Report every line of the records that contains the word "rock".
** Material provided follows **
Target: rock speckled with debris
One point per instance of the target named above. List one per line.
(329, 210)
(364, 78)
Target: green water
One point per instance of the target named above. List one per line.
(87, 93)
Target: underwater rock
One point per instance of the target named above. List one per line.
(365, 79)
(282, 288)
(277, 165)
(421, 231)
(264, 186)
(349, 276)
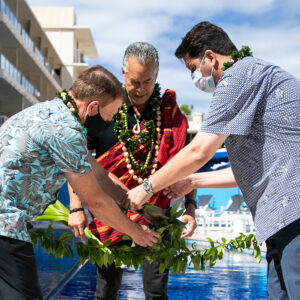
** End of Material provided **
# Result of the exercise
Target: rock speckled with debris
Target: underwater rock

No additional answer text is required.